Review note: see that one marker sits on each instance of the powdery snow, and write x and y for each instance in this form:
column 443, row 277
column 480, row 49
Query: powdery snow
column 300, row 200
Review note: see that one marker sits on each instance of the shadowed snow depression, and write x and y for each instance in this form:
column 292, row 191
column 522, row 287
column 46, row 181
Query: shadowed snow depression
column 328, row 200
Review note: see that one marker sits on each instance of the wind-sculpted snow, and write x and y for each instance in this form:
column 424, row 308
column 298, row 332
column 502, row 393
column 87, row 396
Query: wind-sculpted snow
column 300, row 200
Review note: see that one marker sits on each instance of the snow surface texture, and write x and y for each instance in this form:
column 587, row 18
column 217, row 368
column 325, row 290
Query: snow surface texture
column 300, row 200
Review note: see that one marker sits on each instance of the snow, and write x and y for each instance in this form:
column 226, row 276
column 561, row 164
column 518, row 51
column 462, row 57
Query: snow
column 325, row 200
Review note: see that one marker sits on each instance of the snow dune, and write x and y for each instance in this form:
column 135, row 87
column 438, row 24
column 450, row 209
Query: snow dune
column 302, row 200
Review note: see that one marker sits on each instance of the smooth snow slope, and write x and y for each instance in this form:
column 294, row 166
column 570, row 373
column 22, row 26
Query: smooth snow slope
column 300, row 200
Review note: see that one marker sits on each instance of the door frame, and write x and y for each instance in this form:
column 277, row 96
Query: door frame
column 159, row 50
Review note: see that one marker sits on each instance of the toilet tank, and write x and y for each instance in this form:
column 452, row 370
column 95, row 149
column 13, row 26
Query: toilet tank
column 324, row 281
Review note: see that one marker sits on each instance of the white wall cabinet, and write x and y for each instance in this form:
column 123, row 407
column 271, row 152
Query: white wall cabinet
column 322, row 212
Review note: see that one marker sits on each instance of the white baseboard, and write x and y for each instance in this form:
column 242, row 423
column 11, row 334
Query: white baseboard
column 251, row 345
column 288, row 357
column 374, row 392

- - -

:: What is expected ::
Arrange everything from the line containing "snow dune, and" down to the end of the entries as a numbered list, omitting any blank lines.

:: Exercise answer ::
1. Review note: see that one marker sits on each instance of the snow dune, and write x and y for each instance in this form:
2. column 135, row 87
3. column 438, row 24
4. column 450, row 209
5. Query: snow dune
6. column 302, row 200
7. Review note: see that one marker sits on each instance of the smooth snow slope, and write x and y for each instance in this form:
8. column 294, row 166
9. column 570, row 373
10. column 22, row 26
11. Query: smooth snow slope
12. column 300, row 200
13. Review note: see that one marker sits on each instance of the door frame, and write x and y for each instance in this form:
14. column 277, row 96
15. Query: door frame
16. column 159, row 50
17. Review note: see that one marker sits on each instance of the toilet tank, and write x and y for each instance in this form:
18. column 452, row 370
19. column 95, row 149
20. column 13, row 26
21. Query: toilet tank
22. column 324, row 281
23. Review note: see that one marker sits on each instance of the white wall cabinet, and write x and y for each instance in this form:
24. column 123, row 407
25. column 271, row 152
26. Query: white wall cabinet
27. column 322, row 212
28. Review note: see that one marker sits on each instance of the white baseboard, and write x and y for each instance in this form:
29. column 242, row 423
30. column 11, row 334
31. Query: white baseboard
32. column 251, row 345
33. column 288, row 357
34. column 374, row 392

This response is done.